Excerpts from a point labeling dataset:

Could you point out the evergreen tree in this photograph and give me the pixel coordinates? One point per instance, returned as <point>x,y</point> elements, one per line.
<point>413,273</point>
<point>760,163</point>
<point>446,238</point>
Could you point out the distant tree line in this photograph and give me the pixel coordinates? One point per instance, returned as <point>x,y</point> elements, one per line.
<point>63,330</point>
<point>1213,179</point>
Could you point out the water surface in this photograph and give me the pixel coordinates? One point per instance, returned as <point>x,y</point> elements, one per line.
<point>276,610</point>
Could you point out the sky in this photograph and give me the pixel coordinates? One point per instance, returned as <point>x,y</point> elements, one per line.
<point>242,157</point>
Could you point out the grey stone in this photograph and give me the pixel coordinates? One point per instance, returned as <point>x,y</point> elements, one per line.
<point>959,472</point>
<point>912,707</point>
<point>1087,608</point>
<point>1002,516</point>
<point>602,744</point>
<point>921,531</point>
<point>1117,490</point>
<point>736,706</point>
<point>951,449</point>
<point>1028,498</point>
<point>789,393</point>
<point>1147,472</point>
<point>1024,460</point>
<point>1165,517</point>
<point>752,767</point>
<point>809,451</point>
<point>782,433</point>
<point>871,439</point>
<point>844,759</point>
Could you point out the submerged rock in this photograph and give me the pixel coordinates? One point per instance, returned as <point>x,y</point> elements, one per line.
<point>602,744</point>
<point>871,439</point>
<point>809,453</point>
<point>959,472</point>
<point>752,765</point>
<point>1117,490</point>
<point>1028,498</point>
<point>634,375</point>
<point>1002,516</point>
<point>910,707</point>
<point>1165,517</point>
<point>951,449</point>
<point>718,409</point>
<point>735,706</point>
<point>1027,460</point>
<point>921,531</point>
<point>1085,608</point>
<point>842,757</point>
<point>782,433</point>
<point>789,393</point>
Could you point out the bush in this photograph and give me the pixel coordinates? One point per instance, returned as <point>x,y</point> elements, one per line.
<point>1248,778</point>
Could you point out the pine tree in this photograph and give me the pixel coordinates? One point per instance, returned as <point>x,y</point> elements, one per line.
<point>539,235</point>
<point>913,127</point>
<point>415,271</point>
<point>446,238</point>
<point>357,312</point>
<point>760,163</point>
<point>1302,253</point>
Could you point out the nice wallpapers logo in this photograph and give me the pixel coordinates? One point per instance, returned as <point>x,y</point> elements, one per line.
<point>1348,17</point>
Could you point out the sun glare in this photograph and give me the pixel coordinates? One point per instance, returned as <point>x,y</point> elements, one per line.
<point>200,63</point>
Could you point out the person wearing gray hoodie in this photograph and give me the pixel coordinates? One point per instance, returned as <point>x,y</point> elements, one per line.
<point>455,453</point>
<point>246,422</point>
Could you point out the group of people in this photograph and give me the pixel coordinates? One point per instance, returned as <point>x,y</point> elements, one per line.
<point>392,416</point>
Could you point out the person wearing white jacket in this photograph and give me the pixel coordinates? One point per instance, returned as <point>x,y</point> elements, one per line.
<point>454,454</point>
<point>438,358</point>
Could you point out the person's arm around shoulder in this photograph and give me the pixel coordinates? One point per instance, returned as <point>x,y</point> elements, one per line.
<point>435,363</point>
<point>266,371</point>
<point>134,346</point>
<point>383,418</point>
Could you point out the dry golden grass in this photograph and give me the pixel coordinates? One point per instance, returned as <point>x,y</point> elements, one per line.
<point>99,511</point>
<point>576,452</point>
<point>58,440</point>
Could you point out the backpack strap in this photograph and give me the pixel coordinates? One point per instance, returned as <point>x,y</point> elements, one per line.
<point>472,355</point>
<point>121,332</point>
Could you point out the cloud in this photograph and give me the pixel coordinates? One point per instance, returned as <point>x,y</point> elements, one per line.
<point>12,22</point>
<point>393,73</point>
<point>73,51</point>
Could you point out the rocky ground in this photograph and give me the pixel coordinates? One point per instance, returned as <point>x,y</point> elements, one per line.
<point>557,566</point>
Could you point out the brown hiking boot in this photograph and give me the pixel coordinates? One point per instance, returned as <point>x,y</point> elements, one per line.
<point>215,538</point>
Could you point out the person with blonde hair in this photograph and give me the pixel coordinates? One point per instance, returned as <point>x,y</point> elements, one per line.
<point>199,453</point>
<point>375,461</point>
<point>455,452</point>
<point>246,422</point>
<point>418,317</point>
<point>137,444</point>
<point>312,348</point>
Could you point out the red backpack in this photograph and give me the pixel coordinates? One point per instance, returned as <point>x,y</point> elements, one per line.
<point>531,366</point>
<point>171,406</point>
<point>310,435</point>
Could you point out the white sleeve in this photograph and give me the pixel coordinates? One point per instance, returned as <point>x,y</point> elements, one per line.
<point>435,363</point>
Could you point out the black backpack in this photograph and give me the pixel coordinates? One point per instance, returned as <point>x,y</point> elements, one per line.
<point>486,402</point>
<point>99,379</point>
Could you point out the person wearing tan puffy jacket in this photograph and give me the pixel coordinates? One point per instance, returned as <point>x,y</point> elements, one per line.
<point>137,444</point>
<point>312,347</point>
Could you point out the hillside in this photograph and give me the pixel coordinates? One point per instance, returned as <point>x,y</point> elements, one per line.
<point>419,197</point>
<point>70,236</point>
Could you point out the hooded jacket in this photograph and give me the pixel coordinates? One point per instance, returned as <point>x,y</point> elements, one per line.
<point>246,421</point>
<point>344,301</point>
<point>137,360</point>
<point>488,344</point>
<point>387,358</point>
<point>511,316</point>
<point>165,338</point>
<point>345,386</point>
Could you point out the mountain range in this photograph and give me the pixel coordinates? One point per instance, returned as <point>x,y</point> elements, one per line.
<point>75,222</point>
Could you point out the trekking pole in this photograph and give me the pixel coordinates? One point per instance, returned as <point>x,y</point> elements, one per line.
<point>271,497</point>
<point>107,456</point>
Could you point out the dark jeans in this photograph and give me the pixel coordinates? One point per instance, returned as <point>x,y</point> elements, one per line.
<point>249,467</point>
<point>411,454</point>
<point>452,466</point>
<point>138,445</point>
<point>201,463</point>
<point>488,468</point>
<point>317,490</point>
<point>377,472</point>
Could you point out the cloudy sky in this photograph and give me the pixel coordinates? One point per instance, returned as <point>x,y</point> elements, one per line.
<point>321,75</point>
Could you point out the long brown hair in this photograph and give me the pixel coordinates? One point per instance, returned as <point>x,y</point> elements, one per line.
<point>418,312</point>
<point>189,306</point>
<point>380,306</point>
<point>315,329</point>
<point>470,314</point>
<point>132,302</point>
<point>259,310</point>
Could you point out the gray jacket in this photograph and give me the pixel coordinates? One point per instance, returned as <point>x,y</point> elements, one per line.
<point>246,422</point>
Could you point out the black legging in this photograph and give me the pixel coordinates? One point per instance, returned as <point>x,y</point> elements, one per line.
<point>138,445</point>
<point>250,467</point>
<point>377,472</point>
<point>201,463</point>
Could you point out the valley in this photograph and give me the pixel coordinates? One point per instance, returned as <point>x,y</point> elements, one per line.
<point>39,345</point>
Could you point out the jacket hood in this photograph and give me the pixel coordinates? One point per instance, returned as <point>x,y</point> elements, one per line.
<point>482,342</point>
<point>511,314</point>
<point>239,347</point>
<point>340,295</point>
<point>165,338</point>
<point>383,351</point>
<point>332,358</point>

| THE EXERCISE |
Write the lines from the first one through the line that contains "<point>1213,179</point>", inclusive, as a JSON list of strings with one string per line. Leave out any blank lines.

| FULL ANSWER |
[
  "Could you point out the evergreen tree in this photograph and give me the pixel coordinates? One point per instance, returned as <point>x,y</point> elements, one per line.",
  "<point>413,273</point>",
  "<point>760,163</point>",
  "<point>446,238</point>",
  "Could you point out the distant tree line in this photograph and give me the pixel coordinates? One point per instance, returned as <point>x,y</point> elements, one per line.",
  "<point>63,330</point>",
  "<point>1213,179</point>"
]